* WORK REQUIRED *
List every routing protocol that the passage on routing protocol concepts names.

* DOCUMENT TEXT *

++++++++

Routing Protocols Concepts


Each IGP routing protocol maintains a database of the routing information it has learned from other routers running the same protocol and uses this information as defined and required by the protocol. IS-IS and OSPF use the routing information they received to maintain link-state databases, which they use to determine which adjacent neighbors are operational and to construct network topology maps. IS-IS and OSPF use the Dijkstra algorithm, and RIP uses the Bellman-Ford algorithm to determine the best route or routes (if there are multiple equal-cost routes) to reach each destination and installs these routes into the JUNOS software routing table.

The JUNOS software routing table is used by the routing protocol process ( rpd ) to maintain its database of routing information. In this table, the routing protocol process stores statically configured routes, directly connected interfaces (also called direct routes or interface routes ), and all routing information learned from all routing protocols. The routing protocol process uses this collected routing information to select the active route to each destination, which is the route that actually is used to forward packets to that destination.

++++++++

* MATERIAL SHOWN *

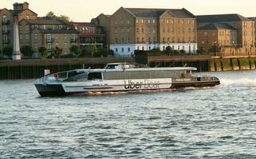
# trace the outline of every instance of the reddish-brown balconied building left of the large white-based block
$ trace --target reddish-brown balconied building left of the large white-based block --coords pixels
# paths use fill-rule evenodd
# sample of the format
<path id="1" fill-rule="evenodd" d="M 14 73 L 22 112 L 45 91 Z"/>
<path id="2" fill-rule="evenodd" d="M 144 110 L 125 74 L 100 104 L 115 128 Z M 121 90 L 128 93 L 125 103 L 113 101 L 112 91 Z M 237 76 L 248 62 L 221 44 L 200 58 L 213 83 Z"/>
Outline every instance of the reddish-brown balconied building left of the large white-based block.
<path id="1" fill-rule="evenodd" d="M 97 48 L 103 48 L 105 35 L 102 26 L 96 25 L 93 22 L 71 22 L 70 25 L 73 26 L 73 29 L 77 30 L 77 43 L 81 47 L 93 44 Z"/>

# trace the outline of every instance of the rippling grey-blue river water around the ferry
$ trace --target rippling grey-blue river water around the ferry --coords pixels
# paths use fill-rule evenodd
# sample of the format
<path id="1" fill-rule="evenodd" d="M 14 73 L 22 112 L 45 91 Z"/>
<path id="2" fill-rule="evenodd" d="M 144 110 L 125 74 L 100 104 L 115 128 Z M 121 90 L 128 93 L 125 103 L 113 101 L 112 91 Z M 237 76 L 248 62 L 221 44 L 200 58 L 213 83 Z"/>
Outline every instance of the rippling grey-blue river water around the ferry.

++++++++

* EXERCISE SOLUTION *
IS-IS, OSPF, RIP